■ **Consignes**:
- a) Recopiez, dans le texte sur le contrôle judiciaire, le passage compris entre « [46]  En effet, je » et « gouverneur en conseil. », ces deux bornes incluses.
- b) D'après le texte sur le contrôle judiciaire, la Cour doit être convaincue que la décision du gouverneur en conseil présente certaines qualités. Nommez-les toutes.
- c) Rédigez la suite du texte sur le contrôle judiciaire, après la question sur l'erreur éventuelle du juge.

■ **Texte fourni**:
##########

La Cour doit être convaincue que la décision du gouverneur en conseil est conforme à la loi, raisonnable et constitutionnelle. Si la décision du gouverneur en conseil repose sur un rapport qui comporte d’importantes lacunes, elle peut être annulée pour ce motif. Autrement dit, aux termes de la loi, le gouverneur en conseil ne peut agir que s’il dispose d’un « rapport ». Or, un rapport qui comporte des lacunes importantes, par exemple s’il ne répond pas aux normes législatives, ne constitue pas un tel rapport. Dans ce contexte, on peut contrôler le rapport de l’Office pour vérifier qu’il s’agit d’un « rapport » sur lequel le gouverneur en conseil peut à bon droit fonder sa décision.

[46]  En effet, je constate que c’est précisément ce que le juge semble avoir fait au paragraphe 121 de ses motifs dans l’appel connexe. Je pourrais donc m’arrêter ici, et rejeter cette demande de contrôle judiciaire au motif que le rapport final n’est pas justiciable. Je vais néanmoins traiter des observations de l’appelante, car elles auraient pu (et auraient dû) être soumises dans le cadre de sa demande de contrôle judiciaire des décisions subséquentes du ministre et du gouverneur en conseil.

B.  Questions de fond

1)  Le juge a-t-il commis une erreur en décidant que les conclusions contestées de la Commission étaient raisonnables?

##########

■ **Données affichées**:

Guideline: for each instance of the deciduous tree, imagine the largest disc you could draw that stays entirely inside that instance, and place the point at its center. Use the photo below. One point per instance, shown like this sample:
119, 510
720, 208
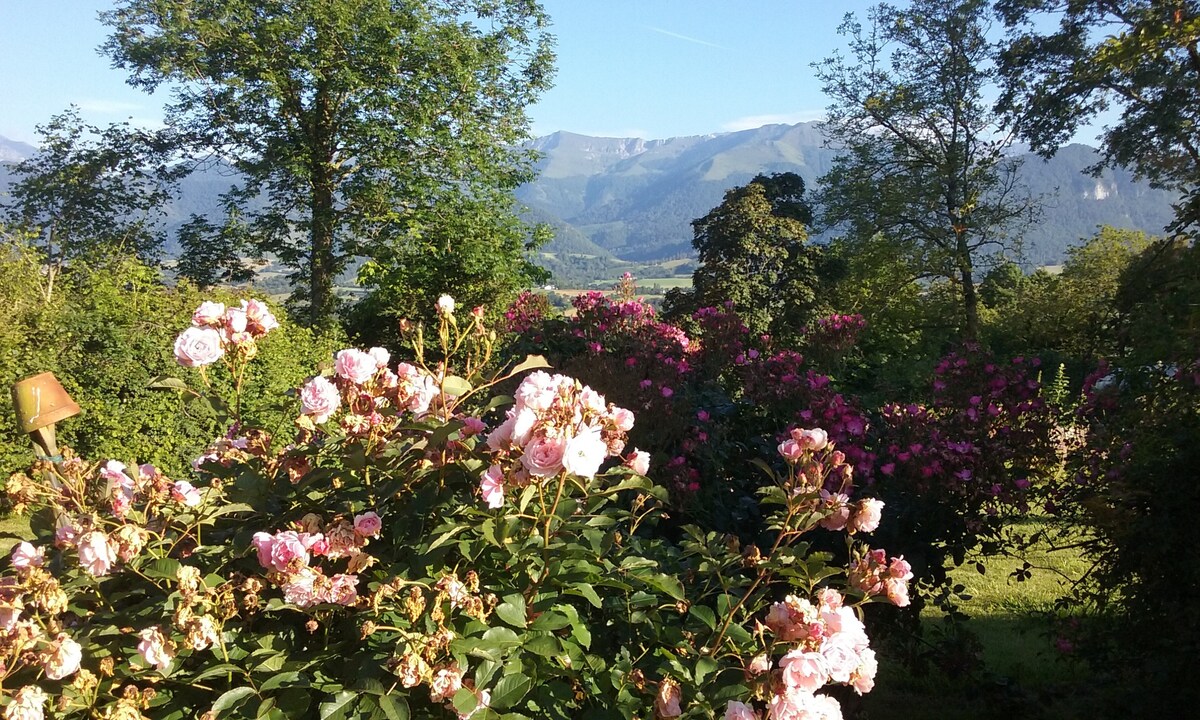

##########

■ **Corrigé**:
- a)
[46]  En effet, je constate que c’est précisément ce que le juge semble avoir fait au paragraphe 121 de ses motifs dans l’appel connexe. Je pourrais donc m’arrêter ici, et rejeter cette demande de contrôle judiciaire au motif que le rapport final n’est pas justiciable. Je vais néanmoins traiter des observations de l’appelante, car elles auraient pu (et auraient dû) être soumises dans le cadre de sa demande de contrôle judiciaire des décisions subséquentes du ministre et du gouverneur en conseil.

- b)
conforme à la loi
raisonnable
constitutionnelle

- c)
[47]  Lorsqu’elle examine une décision rendue à la suite d’un contrôle judiciaire, une cour d’appel doit se mettre à la place du tribunal inférieur et se concentrer sur la décision administrative elle-même. La question pour notre Cour est donc de savoir si le juge saisi de la demande a choisi la norme de contrôle appropriée et l’a appliquée correctement (Agraira c. Canada (Sécurité publique et Protection civile), 2013 CSC 36, [2013] 2 R.C.S. 559, aux paragraphes 45 et 46; Canada (Procureur général) c. Alliance de la fonction publique du Canada, 2015 CAF 273, [2016] 3 R.C.F. 33, au paragraphe 14; Prairie Acid Rain Coalition c. Canada (Ministre des Pêches et des Océans), 2006 CAF 31, [2006] 3 R.C.F. 610, au paragraphe 14; Merck Frosst Canada Ltée c. Canada (Santé), 2012 CSC 3, [2012] 1 R.C.S. 23, au paragraphe 247; Ontario Power Generation Inc. c. Greenpeace Canada, 2015 CAF 186, 388 D.L.R. (4th) 685, au paragraphe 33). En l’espèce, je conviens avec les parties que le juge saisi de la demande a défini les normes d’examen appropriées : la norme de la décision raisonnable lors de l’examen des conclusions de la Commission concernant les fuites et la qualité de l’eau, et la norme de la décision correcte lorsqu’il s’agit de déterminer si la Commission n’a pas respecté les principes d’équité procédurale en acceptant le Mémorandum technique.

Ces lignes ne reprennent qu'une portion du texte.